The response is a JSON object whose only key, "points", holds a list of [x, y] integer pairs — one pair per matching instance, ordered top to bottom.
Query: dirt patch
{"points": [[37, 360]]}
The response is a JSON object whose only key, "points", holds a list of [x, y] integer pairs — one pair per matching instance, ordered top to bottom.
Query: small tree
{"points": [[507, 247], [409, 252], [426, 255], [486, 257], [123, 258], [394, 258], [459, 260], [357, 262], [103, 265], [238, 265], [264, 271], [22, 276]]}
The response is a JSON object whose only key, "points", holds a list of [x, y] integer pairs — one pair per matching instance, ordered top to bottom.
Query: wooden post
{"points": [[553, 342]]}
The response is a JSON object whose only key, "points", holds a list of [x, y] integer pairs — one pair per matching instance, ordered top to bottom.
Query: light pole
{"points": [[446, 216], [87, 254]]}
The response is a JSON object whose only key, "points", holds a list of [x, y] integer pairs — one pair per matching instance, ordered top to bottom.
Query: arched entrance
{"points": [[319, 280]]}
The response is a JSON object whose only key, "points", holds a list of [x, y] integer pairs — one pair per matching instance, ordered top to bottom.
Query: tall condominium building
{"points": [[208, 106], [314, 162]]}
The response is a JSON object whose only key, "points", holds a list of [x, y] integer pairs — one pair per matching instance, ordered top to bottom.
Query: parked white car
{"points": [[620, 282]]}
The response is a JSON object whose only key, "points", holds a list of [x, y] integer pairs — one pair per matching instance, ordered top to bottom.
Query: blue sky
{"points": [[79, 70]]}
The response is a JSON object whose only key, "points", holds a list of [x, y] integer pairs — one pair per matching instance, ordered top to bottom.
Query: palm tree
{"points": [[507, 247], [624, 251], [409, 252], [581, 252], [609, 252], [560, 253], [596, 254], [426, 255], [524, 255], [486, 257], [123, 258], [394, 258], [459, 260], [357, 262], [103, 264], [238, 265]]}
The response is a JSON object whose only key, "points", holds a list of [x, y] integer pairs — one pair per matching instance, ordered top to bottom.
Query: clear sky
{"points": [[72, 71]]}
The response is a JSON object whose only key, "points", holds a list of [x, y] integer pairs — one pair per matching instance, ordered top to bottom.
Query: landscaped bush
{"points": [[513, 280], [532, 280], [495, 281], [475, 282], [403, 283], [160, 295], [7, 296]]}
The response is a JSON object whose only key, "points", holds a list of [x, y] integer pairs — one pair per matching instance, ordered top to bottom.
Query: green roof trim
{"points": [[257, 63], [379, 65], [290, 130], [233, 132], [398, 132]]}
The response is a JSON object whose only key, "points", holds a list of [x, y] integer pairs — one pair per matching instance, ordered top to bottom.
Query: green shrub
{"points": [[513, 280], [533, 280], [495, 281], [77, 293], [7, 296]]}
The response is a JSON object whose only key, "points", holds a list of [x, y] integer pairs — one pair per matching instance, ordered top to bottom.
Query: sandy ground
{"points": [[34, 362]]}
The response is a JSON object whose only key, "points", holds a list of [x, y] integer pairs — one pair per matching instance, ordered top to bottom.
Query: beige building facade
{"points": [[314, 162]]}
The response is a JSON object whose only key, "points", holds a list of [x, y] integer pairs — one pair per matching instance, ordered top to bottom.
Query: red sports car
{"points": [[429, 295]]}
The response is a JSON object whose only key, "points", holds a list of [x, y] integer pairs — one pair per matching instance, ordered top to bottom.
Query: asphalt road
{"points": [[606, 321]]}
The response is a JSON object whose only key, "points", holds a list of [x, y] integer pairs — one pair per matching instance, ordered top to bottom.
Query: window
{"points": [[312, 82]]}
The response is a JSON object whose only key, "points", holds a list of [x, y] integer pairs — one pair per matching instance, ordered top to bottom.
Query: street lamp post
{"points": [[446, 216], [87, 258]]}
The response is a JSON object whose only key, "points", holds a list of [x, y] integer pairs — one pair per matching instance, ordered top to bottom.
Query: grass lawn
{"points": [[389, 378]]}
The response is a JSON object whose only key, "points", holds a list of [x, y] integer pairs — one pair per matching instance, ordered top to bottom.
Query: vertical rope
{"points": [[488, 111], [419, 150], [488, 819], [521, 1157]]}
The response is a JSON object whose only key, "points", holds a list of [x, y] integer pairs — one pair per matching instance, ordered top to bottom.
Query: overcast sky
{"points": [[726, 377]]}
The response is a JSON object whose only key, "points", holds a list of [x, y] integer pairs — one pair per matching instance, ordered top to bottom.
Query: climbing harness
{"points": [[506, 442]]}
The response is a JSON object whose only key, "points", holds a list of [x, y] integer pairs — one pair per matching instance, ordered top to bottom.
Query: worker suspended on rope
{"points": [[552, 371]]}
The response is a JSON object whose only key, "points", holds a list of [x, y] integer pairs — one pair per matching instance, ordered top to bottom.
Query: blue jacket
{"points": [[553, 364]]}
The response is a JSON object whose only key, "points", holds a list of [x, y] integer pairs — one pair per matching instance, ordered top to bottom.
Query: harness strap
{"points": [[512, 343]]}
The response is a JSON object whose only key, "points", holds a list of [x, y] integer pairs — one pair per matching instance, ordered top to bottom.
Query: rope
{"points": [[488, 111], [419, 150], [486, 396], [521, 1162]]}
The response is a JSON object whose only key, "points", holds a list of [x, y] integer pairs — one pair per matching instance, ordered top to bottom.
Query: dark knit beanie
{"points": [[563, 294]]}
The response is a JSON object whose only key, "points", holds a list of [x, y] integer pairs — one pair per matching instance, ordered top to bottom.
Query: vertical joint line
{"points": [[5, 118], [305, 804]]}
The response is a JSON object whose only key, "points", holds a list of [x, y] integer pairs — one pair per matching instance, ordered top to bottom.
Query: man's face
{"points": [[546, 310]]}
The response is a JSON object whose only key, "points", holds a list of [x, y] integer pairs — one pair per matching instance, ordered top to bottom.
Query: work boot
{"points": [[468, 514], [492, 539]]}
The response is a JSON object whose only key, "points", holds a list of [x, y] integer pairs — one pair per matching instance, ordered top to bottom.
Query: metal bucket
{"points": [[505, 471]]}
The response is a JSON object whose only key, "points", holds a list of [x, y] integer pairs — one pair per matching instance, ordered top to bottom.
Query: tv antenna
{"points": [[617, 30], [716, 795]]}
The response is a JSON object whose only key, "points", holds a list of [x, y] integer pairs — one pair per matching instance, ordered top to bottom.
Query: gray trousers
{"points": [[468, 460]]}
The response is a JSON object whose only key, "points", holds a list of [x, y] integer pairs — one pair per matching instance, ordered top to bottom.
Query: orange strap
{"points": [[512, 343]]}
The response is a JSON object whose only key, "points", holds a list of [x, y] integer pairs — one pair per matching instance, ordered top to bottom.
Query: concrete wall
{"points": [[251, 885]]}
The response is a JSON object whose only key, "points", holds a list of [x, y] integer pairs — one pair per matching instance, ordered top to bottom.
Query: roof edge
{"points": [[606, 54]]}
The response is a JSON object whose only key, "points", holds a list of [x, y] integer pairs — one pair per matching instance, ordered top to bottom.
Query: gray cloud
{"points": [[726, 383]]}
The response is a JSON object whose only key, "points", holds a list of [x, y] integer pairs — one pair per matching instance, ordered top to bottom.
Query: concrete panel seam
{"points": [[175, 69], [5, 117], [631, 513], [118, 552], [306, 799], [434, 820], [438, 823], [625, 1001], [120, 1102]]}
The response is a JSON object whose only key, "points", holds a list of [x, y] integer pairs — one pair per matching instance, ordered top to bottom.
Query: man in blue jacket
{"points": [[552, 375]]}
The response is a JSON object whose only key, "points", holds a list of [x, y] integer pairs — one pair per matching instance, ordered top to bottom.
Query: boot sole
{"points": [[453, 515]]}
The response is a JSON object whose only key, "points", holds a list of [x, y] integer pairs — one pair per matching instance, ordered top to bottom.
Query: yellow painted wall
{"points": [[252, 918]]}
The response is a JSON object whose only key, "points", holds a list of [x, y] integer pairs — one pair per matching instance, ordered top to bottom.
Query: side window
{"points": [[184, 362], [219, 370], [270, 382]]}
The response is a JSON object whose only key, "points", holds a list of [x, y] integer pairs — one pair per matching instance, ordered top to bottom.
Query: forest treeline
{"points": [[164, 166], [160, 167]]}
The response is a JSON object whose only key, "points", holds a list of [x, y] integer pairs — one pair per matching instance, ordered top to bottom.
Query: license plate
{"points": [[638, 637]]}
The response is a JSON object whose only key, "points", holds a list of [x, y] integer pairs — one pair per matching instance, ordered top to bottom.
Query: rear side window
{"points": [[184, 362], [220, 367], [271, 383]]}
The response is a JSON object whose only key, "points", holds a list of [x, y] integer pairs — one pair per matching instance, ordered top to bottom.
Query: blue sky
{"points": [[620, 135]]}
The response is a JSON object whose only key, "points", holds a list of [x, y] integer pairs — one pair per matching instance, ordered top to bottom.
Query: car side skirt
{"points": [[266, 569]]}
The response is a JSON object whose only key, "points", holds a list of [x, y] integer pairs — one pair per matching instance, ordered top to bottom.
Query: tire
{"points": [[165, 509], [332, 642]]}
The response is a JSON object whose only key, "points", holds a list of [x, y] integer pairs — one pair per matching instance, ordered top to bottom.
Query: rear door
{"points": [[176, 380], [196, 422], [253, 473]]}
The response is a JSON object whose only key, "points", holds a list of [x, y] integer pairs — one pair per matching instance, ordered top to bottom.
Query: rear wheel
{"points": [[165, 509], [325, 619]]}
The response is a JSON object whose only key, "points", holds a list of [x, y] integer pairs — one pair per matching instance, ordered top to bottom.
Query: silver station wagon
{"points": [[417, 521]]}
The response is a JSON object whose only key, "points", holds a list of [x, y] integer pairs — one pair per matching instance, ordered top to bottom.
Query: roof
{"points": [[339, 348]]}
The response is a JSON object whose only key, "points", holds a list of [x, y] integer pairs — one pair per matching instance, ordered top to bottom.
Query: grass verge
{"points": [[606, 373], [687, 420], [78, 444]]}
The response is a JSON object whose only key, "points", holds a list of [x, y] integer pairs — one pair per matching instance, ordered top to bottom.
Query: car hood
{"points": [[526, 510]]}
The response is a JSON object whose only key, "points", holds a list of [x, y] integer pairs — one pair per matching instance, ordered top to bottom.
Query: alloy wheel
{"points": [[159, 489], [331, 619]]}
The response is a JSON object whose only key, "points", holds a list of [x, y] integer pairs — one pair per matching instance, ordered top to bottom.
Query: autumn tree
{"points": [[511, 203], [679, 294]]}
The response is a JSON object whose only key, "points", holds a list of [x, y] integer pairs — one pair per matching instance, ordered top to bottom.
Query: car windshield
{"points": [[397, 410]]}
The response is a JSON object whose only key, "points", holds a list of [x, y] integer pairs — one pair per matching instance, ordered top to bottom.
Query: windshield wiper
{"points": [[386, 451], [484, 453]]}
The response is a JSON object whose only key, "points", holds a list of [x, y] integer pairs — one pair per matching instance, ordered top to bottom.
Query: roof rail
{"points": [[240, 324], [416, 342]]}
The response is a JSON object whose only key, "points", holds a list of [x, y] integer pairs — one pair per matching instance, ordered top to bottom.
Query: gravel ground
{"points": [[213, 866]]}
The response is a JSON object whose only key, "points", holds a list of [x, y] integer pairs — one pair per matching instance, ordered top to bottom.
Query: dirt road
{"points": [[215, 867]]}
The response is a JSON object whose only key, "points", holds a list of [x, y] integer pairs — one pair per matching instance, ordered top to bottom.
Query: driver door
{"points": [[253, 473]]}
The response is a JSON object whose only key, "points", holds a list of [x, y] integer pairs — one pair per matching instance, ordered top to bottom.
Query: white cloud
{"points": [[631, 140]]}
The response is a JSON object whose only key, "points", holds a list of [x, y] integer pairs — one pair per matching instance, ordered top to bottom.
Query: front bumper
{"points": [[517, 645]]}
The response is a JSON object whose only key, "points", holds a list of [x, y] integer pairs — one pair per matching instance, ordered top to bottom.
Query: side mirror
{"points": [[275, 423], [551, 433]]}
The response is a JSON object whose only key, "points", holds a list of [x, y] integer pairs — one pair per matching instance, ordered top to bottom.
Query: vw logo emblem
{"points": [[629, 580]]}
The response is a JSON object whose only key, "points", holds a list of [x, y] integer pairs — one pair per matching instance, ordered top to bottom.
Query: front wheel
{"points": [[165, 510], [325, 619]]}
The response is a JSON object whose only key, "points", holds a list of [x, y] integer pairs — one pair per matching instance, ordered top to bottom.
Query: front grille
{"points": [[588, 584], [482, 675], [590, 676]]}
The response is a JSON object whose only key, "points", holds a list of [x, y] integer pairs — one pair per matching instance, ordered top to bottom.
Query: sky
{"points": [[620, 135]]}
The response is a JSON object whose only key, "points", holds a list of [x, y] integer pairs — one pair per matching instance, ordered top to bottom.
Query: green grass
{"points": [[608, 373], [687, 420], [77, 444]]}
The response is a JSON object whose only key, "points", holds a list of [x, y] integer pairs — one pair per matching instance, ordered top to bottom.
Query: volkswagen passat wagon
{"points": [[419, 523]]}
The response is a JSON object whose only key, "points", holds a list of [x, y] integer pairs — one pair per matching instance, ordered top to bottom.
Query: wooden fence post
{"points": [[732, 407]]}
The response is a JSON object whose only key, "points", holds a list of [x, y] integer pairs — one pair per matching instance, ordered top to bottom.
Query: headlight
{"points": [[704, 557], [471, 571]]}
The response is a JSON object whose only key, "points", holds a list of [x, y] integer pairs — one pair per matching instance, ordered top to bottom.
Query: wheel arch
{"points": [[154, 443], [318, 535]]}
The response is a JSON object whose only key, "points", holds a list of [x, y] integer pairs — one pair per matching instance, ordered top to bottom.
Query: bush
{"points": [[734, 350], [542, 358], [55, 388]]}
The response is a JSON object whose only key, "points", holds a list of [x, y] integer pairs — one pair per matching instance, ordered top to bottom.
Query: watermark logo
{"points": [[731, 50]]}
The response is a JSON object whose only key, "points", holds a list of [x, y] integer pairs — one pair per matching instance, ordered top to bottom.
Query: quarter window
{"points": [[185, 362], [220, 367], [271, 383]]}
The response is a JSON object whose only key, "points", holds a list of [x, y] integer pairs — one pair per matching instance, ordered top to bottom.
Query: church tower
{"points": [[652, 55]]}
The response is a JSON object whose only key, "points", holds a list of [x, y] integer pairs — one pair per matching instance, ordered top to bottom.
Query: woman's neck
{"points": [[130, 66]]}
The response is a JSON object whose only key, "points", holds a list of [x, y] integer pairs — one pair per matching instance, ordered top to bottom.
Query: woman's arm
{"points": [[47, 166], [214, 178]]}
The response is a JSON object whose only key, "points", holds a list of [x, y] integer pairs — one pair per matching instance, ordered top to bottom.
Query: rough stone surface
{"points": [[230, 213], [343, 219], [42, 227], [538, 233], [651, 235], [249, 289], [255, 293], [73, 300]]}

Problem to work on
Count the lines in the items above that contain the string "harness". Give only the number.

Exercise result
2